Smartphones will make statues talk

Usually, if you talk to statues, you’ll be met with a, er, stony silence. But from tomorrow, certain statues in London and Manchester will talk back. And you won’t even need to take hallucinogens first.

Public performance company Sing London has teamed up with specialist museum-guide developer Antenna Lab to give voice to 35 iconic figures, thanks to funding from the Digital R&D Fund for the Arts. Rather than blaring the info into an already noisy city, each monologue will simulate a phone call.

☆ ☆ ☆ ☆ ☆ ☆ ☆

§ **EXERCISES**
[1] Translate this sentence from the statues article into Spanish: "Rather than blaring the info into an already noisy city, each monologue will simulate a phone call."
[2] Recast the stretch of the listing from the line containing "Where can the green paper" through the end of the listing as a JSON list of strings, one string per line and no blank lines.
The article and the listing come from unrelated sources.

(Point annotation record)
☆ ☆ ☆ ☆ ☆ ☆ ☆

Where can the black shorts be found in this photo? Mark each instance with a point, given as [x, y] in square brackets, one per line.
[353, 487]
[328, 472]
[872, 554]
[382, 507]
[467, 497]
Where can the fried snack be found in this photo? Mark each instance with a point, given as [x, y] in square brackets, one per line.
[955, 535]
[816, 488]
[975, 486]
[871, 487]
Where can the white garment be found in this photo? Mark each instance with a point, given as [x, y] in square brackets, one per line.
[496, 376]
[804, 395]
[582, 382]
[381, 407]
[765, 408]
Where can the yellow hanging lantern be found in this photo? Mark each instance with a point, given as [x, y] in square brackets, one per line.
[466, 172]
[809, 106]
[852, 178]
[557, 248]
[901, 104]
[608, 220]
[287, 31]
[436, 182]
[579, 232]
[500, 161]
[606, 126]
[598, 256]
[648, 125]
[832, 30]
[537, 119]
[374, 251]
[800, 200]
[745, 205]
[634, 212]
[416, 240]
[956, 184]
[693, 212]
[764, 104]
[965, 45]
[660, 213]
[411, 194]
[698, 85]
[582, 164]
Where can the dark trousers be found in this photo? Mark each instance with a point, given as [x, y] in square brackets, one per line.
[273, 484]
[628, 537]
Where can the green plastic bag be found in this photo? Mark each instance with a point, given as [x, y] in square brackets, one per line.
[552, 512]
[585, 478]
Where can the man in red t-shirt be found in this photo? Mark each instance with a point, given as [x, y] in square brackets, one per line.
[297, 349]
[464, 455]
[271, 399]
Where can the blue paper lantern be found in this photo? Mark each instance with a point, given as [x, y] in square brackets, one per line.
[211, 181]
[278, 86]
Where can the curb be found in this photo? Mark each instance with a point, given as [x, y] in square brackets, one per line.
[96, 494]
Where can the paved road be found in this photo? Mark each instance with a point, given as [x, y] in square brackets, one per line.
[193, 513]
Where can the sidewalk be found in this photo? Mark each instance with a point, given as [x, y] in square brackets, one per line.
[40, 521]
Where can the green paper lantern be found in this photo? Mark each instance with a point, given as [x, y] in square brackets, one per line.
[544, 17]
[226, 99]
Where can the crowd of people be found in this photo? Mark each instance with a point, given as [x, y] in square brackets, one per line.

☆ ☆ ☆ ☆ ☆ ☆ ☆

§ **WRITTEN ANSWERS**
[1] En lugar de difundir la información a todo volumen en una ciudad ya de por sí ruidosa, cada monólogo simulará una llamada telefónica.

[2]
[
  "Where can the green paper lantern be found in this photo? Mark each instance with a point, given as [x, y] in square brackets, one per line.",
  "[544, 17]",
  "[226, 99]",
  "Where can the crowd of people be found in this photo? Mark each instance with a point, given as [x, y] in square brackets, one per line."
]